# Passage to read
--------------------
Rainford sits alongside the A570 (Rainford Bypass), a dual carriageway constructed in the late 1930s to supplant the original route running through the village centre. The A570 connects at one end to the East Lancashire Road (A580) and, at the other end, the M58 motorway. This results in excellent road links, and the village therefore has many inhabitants who commute to the nearby cities of Liverpool and Manchester and to St Helens.

There are bus services in Rainford; as at November 2015 Arriva North West operate service 38 which connects the village and Rainford Junction to St Helens every 30 minutes. Evening and Sunday journeys on this service are numbered 356 and go via Crank approximately hourly. HTL Buses operate the 152 from St Helens to Rainford with a few services extended to Ormskirk. The 157 goes to Ashton and is currently operated by Cumfybus, and a new service announced by Lancashire County Council will operate from Ormskirk, through to Burscough and Skelmersdale, terminating in Rainford. This service will also serve Rainford High School.

==Culture and recreation==
Rainford has many noted public houses, including the Bottle and Glass, the Junction Hotel, the Star Inn, the Derby Arms, the Golden Lion, and the Eagle and Child.

Annually the village has a music festival called Picnic in the Park; profits benefit Rainford Rangers, Rainford Cricket Club, Rainford Tennis Club, and the local Boys Brigade. The 2018 headline was John Coghlan (drummer)'s Quo. The 2019 headline was Carol Decker's T'Pau (band). 2020's event was postponed until 2021 due to the COVID-19 pandemic. 2021 was headlined by From The Jam, 2022 by Chesney Hawkes, and 2023 by Scouting For Girls

Rainford Silver Band is highly regarded, and has won many contests A 'walking day' takes place every year in June and a fairground is set up behind the Golden Lion public house, in which the silver band participate. A well-supported Rainford Show is held each year in early September in the old Rainford Urban District Council offices, with competitive classes for handicrafts, flowers, vegetables, floral art, photography, etc.
--------------------
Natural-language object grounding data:
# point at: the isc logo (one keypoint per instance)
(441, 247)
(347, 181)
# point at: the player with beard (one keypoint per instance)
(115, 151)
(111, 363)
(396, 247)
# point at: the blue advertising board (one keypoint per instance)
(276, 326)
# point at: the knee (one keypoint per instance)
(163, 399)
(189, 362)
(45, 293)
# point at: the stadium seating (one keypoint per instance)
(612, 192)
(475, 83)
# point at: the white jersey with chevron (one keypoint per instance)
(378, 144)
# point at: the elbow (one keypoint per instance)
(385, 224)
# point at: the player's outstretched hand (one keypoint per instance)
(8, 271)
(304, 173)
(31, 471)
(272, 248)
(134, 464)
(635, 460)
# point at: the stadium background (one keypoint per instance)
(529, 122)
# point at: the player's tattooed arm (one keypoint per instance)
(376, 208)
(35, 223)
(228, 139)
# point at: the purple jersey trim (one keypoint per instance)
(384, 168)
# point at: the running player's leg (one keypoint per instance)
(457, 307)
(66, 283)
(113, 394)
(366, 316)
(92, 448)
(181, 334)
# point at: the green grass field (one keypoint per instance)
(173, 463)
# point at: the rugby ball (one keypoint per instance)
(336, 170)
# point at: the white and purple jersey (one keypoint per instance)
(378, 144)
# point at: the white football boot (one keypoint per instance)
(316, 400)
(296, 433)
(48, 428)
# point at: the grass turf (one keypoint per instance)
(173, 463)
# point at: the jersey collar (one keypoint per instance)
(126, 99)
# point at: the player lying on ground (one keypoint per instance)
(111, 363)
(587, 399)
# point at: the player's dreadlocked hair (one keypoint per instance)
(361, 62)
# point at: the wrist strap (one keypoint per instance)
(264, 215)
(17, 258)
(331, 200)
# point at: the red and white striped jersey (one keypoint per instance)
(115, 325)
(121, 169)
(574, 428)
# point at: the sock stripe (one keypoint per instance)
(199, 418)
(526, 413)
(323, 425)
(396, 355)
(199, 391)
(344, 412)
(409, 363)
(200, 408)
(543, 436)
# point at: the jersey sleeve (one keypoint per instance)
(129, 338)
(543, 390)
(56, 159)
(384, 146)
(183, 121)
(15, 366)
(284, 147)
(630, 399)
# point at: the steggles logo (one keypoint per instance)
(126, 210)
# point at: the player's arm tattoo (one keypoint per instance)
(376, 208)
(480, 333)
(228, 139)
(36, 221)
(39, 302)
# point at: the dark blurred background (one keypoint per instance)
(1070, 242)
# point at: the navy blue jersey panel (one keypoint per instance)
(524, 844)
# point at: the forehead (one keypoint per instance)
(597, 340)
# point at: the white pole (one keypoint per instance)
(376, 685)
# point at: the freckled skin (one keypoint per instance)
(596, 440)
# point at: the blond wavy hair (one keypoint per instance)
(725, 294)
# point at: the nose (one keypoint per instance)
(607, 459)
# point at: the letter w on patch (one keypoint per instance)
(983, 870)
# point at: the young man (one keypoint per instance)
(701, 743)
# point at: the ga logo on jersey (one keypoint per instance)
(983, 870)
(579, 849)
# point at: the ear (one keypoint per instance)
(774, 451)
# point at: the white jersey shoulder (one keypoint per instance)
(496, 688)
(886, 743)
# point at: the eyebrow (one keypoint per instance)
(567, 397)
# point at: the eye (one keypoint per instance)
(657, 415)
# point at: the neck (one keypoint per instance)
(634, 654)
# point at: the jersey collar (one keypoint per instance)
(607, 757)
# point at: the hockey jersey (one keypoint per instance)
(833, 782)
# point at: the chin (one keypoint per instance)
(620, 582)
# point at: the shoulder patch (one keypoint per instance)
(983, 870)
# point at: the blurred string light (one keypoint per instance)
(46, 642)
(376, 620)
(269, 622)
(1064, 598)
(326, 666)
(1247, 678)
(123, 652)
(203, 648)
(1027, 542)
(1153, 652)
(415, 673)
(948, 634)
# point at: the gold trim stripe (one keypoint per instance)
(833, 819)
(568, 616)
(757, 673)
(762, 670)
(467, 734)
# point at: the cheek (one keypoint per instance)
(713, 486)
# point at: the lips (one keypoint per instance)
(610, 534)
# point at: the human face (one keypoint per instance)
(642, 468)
--------------------
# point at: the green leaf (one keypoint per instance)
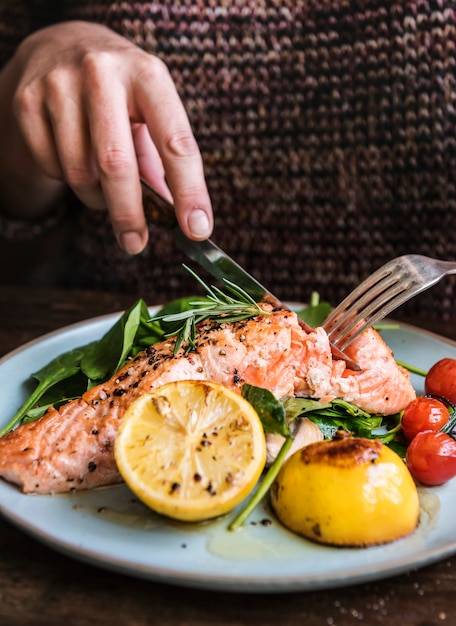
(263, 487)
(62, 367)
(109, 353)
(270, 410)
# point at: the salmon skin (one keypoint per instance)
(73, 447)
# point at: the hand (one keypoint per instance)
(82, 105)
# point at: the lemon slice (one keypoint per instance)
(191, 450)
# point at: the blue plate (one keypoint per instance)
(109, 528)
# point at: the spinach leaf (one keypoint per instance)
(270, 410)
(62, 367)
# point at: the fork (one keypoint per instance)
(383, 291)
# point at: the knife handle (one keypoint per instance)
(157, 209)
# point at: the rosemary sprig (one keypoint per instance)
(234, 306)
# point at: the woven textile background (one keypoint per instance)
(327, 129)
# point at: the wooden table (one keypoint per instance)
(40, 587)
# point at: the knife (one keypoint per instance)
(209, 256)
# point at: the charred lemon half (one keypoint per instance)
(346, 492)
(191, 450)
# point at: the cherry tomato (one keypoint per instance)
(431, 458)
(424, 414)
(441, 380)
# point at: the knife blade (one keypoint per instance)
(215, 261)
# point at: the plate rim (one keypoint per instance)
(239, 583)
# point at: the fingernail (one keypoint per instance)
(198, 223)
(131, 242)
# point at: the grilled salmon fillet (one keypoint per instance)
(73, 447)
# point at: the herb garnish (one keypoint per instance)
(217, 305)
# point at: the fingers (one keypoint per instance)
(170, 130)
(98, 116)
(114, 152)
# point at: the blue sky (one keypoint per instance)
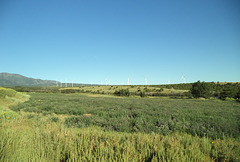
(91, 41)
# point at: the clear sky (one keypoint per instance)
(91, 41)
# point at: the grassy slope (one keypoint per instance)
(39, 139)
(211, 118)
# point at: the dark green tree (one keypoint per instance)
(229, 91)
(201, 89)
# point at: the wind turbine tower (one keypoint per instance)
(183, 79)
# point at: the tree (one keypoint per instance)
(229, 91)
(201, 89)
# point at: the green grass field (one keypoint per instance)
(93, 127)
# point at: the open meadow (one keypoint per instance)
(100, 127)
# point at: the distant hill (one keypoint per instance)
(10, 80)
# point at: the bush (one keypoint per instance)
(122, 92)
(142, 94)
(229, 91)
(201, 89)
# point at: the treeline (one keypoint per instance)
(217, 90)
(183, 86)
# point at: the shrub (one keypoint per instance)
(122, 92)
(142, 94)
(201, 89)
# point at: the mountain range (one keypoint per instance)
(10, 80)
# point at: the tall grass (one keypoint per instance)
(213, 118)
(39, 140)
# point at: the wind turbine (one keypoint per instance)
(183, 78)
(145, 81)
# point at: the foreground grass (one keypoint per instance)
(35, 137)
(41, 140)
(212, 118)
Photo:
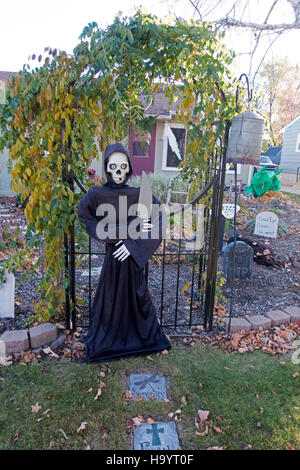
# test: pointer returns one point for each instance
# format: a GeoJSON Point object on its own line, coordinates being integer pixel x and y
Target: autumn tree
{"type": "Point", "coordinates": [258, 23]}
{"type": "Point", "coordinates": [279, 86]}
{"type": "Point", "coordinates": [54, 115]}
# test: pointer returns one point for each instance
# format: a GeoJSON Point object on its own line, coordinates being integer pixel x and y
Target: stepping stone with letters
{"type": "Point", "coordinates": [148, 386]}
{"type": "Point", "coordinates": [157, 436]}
--------------------
# Tasks to carry out
(a) Answer these questions from the passage on Rainford:
(i) When was the A570 dual carriageway constructed?
(ii) Which company currently operates the 157 bus?
(iii) At what time of year is the Rainford Show held?
(b) For each statement, say whether the passage on Rainford agrees with it. Give yes or no and quote the deciding words.
(i) Service 38 runs between the village and St Helens every 30 minutes.
(ii) The 2020 Picnic in the Park went ahead as planned.
(iii) The walking day fairground is set up behind the Star Inn.
(c) From the passage on Rainford, copy the part that opens with the words containing "There are bus" and closes with "Eagle and Child.".

# Responses by task
(a)
(i) The late 1930s.
(ii) Cumfybus.
(iii) Early September.

(b)
(i) Yes: "connects the village and Rainford Junction to St Helens every 30 minutes"
(ii) No: "2020's event was postponed until 2021 due to the COVID-19 pandemic"
(iii) No: "a fairground is set up behind the Golden Lion public house"

(c)
There are bus services in Rainford; as at November 2015 Arriva North West operate service 38 which connects the village and Rainford Junction to St Helens every 30 minutes. Evening and Sunday journeys on this service are numbered 356 and go via Crank approximately hourly. HTL Buses operate the 152 from St Helens to Rainford with a few services extended to Ormskirk. The 157 goes to Ashton and is currently operated by Cumfybus, and a new service announced by Lancashire County Council will operate from Ormskirk, through to Burscough and Skelmersdale, terminating in Rainford. This service will also serve Rainford High School.

==Culture and recreation==
Rainford has many noted public houses, including the Bottle and Glass, the Junction Hotel, the Star Inn, the Derby Arms, the Golden Lion, and the Eagle and Child.